### Passage provided
########
In addition, the team reviewed the licensees calculations that determined the minimum voltages at KC Pump 1A1 motor terminals for design basis conditions. The team also reviewed the licensees calculations that established the device settings for protection of the motor to confirm that premature trips would be precluded under design basis conditions, without unduly compromising motor protection. The team reviewed the installation, preventive, and corrective maintenance procedures for medium voltage circuit breakers. These procedures were compared to the vendor manual to verify consistency with vendor recommendations. The team performed a partial system walk-down of the four KV breakers to inspect the material and environmental conditions. In addition, using system health reports and data compiled by the licensee, the team reviewed the plant-wide operating history for the associated circuit breaker types to assess the failure history and operating experience over the past five years.

b. Findings

No findings of significance were identified.

.2.1.3 Refueling Water Storage Tank (FWST) Supply Check Valve to ND Pumps

a. Inspection Scope

The team reviewed the design, installed orientation, PT procedures and results, WOs, and industry operating experience for FWST check valves 1(2)FW-28 to verify the licensees actions to detect material and performance degradation. PIP corrective actions and system health reports were reviewed to verify that degradation was being monitored. The team reviewed the check valve preventive maintenance program and the vendor recommendations to verify proper installation and testing requirements.

b. Findings

No findings of significance were identified.

.2.1.4 High Pressure Recirculation Motor Operated Valve (Piggyback mode)
########
### Requirement A
In the inspection report excerpt, the scope for the FWST check valves 1(2)FW-28 opens with a sentence naming what the team reviewed. List each thing named in that sentence.
### Requirement B
Please continue the inspection report excerpt, starting after its final heading on the high pressure recirculation motor operated valve.
########
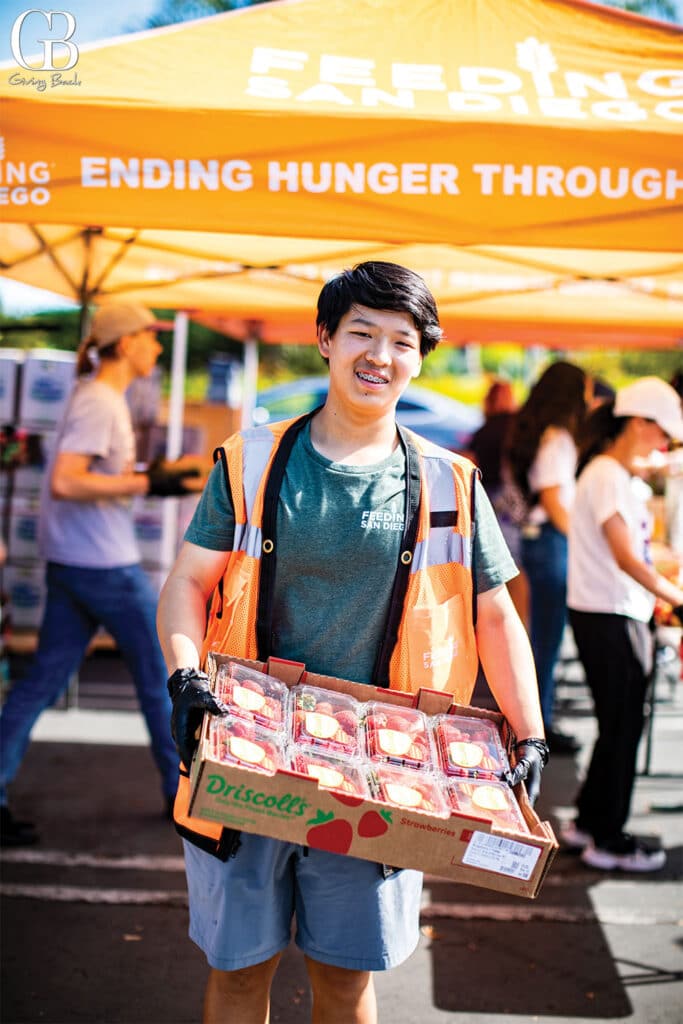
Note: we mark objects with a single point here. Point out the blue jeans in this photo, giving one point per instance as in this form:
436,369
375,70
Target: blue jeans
78,601
545,561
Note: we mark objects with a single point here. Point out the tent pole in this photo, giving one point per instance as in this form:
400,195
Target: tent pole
250,374
177,395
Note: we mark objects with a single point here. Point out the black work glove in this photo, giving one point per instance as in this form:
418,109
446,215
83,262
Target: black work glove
167,480
531,759
189,692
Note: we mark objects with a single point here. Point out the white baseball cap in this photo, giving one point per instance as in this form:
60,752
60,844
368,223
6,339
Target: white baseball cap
########
### Task output A
- design
- installed orientation
- PT procedures and results
- WOs
- industry operating experience

### Task output B
a. Inspection Scope

The team reviewed the UFSAR, TS, DBD, calculations, vendor recommendations, and PTs for motor operated valve (MOV) 1ND-58A to verify that design assumptions had been appropriately translated into design calculations, installed configuration, procedures, and acceptance criteria. PTs and test results were reviewed to verify that process medium will be available and unimpeded during accident or event conditions and to verify that individual tests and analyses validate integrated system operation under accident conditions. The team reviewed design changes and system health reports to verify that the performance capability of the valve had not been degraded through system modifications. Applicable industry operating experience items were reviewed to verify that insights had been applied to the system and component.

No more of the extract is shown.